**Problem details:**
Reproduce the rows below with "box coordinates" substituted for each occurrence of "bounding boxes", leaving everything else unchanged.

**Stored rows:**
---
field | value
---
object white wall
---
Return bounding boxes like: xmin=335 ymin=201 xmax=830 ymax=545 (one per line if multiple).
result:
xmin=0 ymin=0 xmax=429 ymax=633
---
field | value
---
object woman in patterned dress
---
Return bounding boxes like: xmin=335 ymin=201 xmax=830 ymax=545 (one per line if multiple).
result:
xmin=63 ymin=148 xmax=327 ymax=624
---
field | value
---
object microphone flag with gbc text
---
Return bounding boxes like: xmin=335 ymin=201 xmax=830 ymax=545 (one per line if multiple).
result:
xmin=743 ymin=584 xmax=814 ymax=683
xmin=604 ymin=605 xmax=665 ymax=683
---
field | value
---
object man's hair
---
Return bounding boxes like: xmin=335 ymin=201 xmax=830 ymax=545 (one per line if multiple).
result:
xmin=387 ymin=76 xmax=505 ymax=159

**Reply to the task:**
---
field | value
---
object white wall
---
Return box coordinates like: xmin=335 ymin=201 xmax=830 ymax=545 (one per line if multiple).
result:
xmin=0 ymin=0 xmax=429 ymax=633
---
field | value
---
object woman in patterned dress
---
Return box coordinates like: xmin=335 ymin=201 xmax=830 ymax=545 (one per line if multiple).
result:
xmin=63 ymin=148 xmax=327 ymax=624
---
field | value
---
object microphone flag with gbc text
---
Return box coordinates like: xmin=335 ymin=201 xmax=830 ymax=545 (one per line if multiple).
result:
xmin=743 ymin=584 xmax=814 ymax=683
xmin=604 ymin=605 xmax=665 ymax=683
---
field | value
---
object man's hair
---
Return box coordinates like: xmin=335 ymin=201 xmax=830 ymax=545 (one per line if multiple).
result:
xmin=387 ymin=76 xmax=505 ymax=159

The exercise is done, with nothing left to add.